- Work request
Omit every picture, then return each line of the data below exactly.

- Records for processing
===

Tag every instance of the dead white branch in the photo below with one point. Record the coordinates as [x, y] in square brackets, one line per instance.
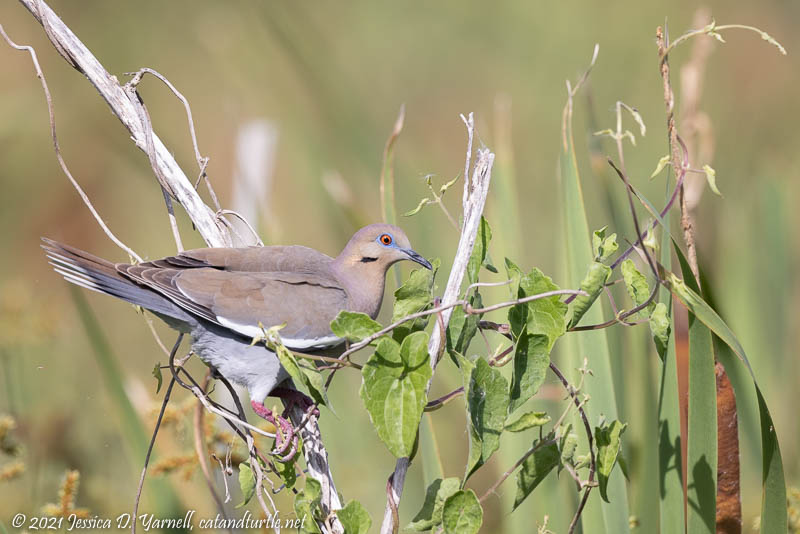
[74, 51]
[175, 182]
[475, 191]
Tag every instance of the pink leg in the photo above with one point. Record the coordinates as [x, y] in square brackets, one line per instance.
[285, 437]
[296, 398]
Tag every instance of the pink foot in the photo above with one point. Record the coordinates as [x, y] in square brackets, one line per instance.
[296, 398]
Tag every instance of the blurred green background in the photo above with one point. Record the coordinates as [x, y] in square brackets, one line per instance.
[330, 78]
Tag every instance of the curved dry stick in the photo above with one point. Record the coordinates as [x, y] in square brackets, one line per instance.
[202, 162]
[57, 147]
[76, 53]
[476, 189]
[153, 438]
[200, 450]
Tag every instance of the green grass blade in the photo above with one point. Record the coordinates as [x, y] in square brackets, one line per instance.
[773, 505]
[598, 516]
[164, 499]
[701, 448]
[671, 517]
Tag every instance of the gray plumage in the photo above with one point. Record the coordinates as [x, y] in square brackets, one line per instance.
[220, 295]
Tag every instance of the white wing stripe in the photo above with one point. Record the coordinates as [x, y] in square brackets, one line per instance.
[255, 331]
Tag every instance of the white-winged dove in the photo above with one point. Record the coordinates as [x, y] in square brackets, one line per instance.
[221, 296]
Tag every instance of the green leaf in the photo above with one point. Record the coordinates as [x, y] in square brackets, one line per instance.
[422, 203]
[661, 164]
[430, 516]
[393, 390]
[354, 326]
[568, 444]
[531, 360]
[157, 376]
[602, 246]
[636, 284]
[286, 470]
[486, 393]
[596, 277]
[607, 440]
[711, 178]
[576, 255]
[534, 469]
[247, 483]
[306, 504]
[306, 373]
[701, 447]
[479, 251]
[543, 316]
[528, 420]
[462, 513]
[660, 328]
[355, 518]
[414, 296]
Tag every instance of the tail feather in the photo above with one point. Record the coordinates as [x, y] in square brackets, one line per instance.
[90, 272]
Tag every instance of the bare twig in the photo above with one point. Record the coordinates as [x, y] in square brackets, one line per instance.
[153, 437]
[589, 436]
[387, 170]
[202, 162]
[476, 189]
[448, 307]
[205, 220]
[199, 442]
[57, 147]
[441, 401]
[74, 51]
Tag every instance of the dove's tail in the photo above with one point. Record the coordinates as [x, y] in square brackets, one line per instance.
[89, 271]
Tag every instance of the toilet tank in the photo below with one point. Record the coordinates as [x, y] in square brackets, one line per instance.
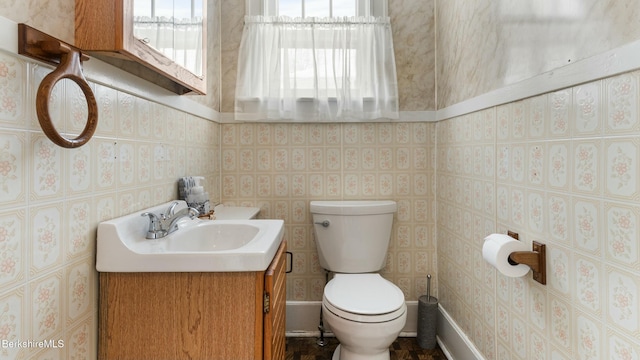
[357, 234]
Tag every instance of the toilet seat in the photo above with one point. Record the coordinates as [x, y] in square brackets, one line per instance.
[364, 298]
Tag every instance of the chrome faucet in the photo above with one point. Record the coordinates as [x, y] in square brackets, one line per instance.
[164, 224]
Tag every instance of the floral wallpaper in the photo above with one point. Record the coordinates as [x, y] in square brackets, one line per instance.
[51, 200]
[559, 168]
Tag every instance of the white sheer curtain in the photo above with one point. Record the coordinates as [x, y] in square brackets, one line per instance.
[330, 69]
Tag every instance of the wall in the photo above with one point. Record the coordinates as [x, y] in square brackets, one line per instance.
[51, 199]
[484, 45]
[282, 167]
[559, 167]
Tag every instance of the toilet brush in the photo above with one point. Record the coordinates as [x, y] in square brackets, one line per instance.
[427, 319]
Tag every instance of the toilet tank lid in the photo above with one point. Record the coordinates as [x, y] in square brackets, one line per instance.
[366, 294]
[353, 207]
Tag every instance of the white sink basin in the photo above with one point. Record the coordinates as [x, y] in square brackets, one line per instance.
[211, 236]
[197, 246]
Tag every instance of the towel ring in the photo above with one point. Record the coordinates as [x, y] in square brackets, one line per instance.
[69, 66]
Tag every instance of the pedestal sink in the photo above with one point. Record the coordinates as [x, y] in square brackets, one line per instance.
[197, 246]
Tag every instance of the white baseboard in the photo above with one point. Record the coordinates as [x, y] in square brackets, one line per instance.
[303, 318]
[453, 341]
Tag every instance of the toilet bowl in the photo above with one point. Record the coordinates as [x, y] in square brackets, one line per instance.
[366, 313]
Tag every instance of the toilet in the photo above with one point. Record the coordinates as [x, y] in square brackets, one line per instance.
[365, 311]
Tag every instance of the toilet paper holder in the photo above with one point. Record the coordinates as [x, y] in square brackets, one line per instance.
[535, 259]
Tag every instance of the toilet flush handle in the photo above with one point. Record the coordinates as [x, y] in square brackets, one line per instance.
[325, 223]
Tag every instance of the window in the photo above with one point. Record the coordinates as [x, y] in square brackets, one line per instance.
[172, 27]
[316, 60]
[317, 8]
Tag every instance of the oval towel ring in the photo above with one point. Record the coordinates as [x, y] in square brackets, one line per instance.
[69, 68]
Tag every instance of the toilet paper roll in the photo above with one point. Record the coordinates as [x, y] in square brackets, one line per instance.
[496, 250]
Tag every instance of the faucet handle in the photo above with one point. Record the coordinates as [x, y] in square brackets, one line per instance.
[171, 209]
[154, 231]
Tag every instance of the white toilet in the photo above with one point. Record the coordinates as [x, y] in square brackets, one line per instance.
[365, 311]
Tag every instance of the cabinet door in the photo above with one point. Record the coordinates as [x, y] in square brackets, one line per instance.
[274, 317]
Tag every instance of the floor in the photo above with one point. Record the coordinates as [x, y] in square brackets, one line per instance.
[305, 348]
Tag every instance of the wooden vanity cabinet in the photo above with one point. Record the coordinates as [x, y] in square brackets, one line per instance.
[208, 316]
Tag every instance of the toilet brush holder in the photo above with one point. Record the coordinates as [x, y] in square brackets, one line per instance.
[427, 319]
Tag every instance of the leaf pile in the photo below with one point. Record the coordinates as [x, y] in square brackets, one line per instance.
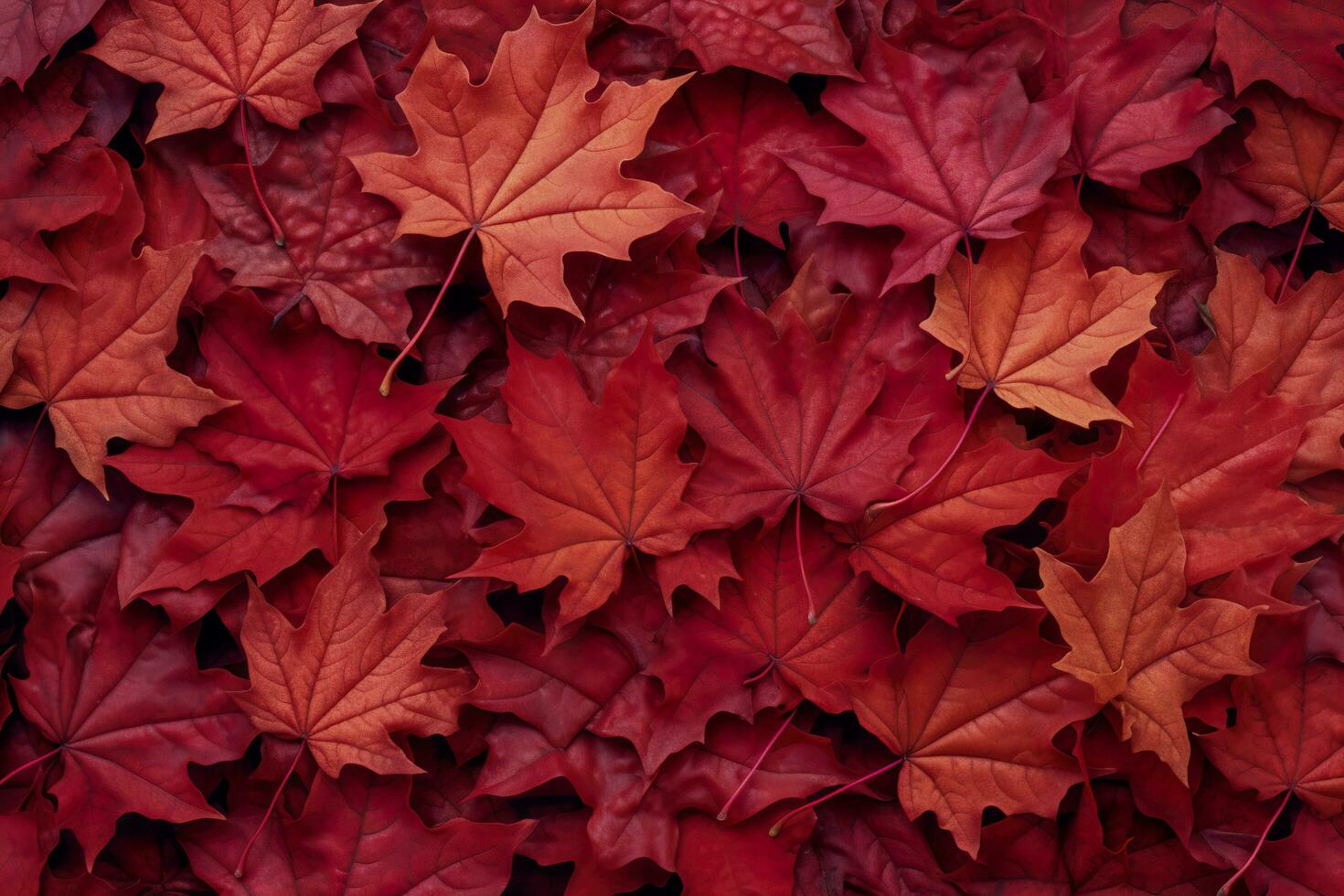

===

- Completed task
Tag every instance of the dead white branch in the photo below with one point. Record the coordinates as [x, y] in square brackets, one line per instance.
[74, 51]
[175, 182]
[475, 191]
Tag every instance of the pink leg in the photo above with one point. Record the coordinates as [x, y] in square brackets, one line per instance.
[285, 437]
[296, 398]
Tag every instance of the pink foot in the photo above with one point. Record the coordinates as [x, y] in square brackets, one line per instance.
[296, 398]
Tag every instance of the blurred green background in the photo above with one point. Record the coordinates as [x, y] in square brackets, one line per instance.
[330, 78]
Tag every instance of the curved dry stick in the photo above with one point. Record the coordinates as [x, y] in square brackets, one line per instance.
[202, 162]
[57, 147]
[76, 53]
[476, 189]
[153, 438]
[200, 450]
Tag every instance of the green grass blade in the photo above with one point. Record the coordinates as [x, y] in square brackets, one line per instance.
[773, 505]
[598, 516]
[164, 499]
[701, 448]
[671, 517]
Tag every instance of the gray plumage in the photo above with one point. Record the coordinates as [x, y] in square brackets, one line per instance.
[220, 295]
Tag every instance of the white wing stripe in the photo above with one point. Record the coordinates as [x, y] in square brackets, one line per instance.
[255, 331]
Tag every instance of the white-winged dove in the photo above with one point. Record the coordinates as [x, y] in square brackets, one line per instance.
[221, 296]
Tag every instance of the green leaf in the photo above with one point. Record the coordinates as [x, y] in square brackets, one line per instance.
[422, 203]
[661, 164]
[430, 516]
[393, 390]
[354, 326]
[568, 444]
[531, 360]
[157, 376]
[602, 246]
[636, 284]
[286, 470]
[486, 393]
[596, 277]
[607, 440]
[711, 178]
[576, 255]
[534, 469]
[247, 483]
[306, 504]
[306, 373]
[701, 447]
[479, 251]
[543, 316]
[528, 420]
[462, 513]
[660, 328]
[355, 518]
[414, 296]
Tag every instance of the tail feather in the photo above with one point. Record the coordinates as [x, y] in square brackets, one line per instance.
[90, 272]
Tag every instance of the bare twig in the photo above with one point. Record the coordinates as [x, y] in square brackets, one line per instance.
[153, 437]
[589, 436]
[387, 170]
[202, 162]
[476, 189]
[448, 307]
[205, 220]
[199, 442]
[57, 147]
[441, 401]
[74, 51]
Tag every instance of the dove's tail in the photo above with one point. Record the coordinates as [x, y] in square brackets, one line per instance.
[89, 271]
Tag every instance of the toilet tank in the photo below with one point. Record the coordinates as [x, y] in square brackets, one line per instance.
[357, 234]
Tag every instance of the toilet seat in the photo above with one point. Record the coordinates as [x, y] in square brackets, one line per instance.
[364, 298]
Tag every instance of the chrome faucet in the photo above with one point. Record the coordinates as [x, y] in square brackets, one line per instance.
[164, 224]
Tag every instance of the floral wallpaper in the photo above with one point. Record the coordinates as [x, y] in square brackets, one line per instance.
[51, 200]
[559, 168]
Tag every instance of the white sheer curtain in the photo above with one point. Record the coordinates as [x, y] in square brackets, one line per instance.
[330, 69]
Tag every instance of the wall in the photo above with one point. Record the coordinates as [x, y] in square brackets, one line per instance.
[51, 199]
[484, 45]
[282, 167]
[559, 167]
Tag every instance of the toilet brush in the photo above with one point. Record the coordinates as [x, y] in square brackets, one line per instance.
[427, 319]
Tag every instance of the toilet tank lid in the photo above with one point. Record the coordinates as [x, y] in square brackets, one line per instance.
[366, 294]
[353, 207]
Tag every instance of the white sink basin in the photo above with one point. Record the coordinates as [x, y] in square brackets, one line per instance.
[211, 236]
[197, 246]
Tag every instance of the towel ring in the photo above with one point. Record the coordinates as [x, y] in square brackets, one line per instance.
[69, 66]
Tag every instance of the pedestal sink in the photo above with one point. Record the coordinates as [x, y] in square brackets, one line per instance.
[197, 246]
Tag every instance of the white baseboard in the photo above with one point. Record the coordinates as [x, y] in square brackets, one line per instance.
[303, 318]
[453, 341]
Tag every instance of the toilet bowl in the photo above with one point. Record the coordinates as [x, y] in square brackets, one line per instance.
[366, 313]
Tag every instance of the toilet in the photo above with one point. Record the coordinates as [x, y] in square brackets, one line per instance.
[365, 311]
Tag every instance of the toilet paper holder in the photo above with one point. Record the coordinates as [x, y] in square brackets, one line per instance.
[535, 259]
Tag every instance of the toilet flush handle in the photo above with one point. Record the coordinates as [x, y] in square brackets, one line per instance.
[325, 223]
Tag every instance of the window in the photo above with one point. Record the coordinates as [x, y] in square brackets, one line per instance.
[172, 27]
[316, 60]
[317, 8]
Tag every instance of the oval towel ring in the photo above with one point. Record the coordinates as [x, y] in square brackets, one line per instance.
[69, 68]
Tag every instance of the toilet paper roll in the photo above with one point. Record the coordinates as [x, y] in square brackets, one line per instance.
[496, 250]
Tag every instance of the faucet handle in the photo above with one point. Record the coordinates as [x, y] in square brackets, one line per instance.
[171, 209]
[154, 231]
Tag every instance of the white toilet in the photo above with one point. Record the coordinates as [x, y] in square brackets, one line per instance.
[365, 311]
Tag every instance of the cabinet door in the photo above with one point. Record the coordinates as [x, y] in square brackets, one line per instance.
[274, 317]
Tag every instance of the floor in the photo above with one point. Record the coordinates as [x, y] in square brackets, one line per instance.
[305, 348]
Tag every instance of the wooden vanity cabinet in the photo above with one point. Record the coordinates as [x, y] in square brackets, one line per instance.
[208, 316]
Tag every instance of the toilet brush holder in the photo above with one point. Record the coordinates as [x, y] in square brackets, one line per instance.
[427, 319]
Tag every instance of the leaf pile in the photo below with one point. Record the coordinates as [x, y] in square brackets, one line per instance.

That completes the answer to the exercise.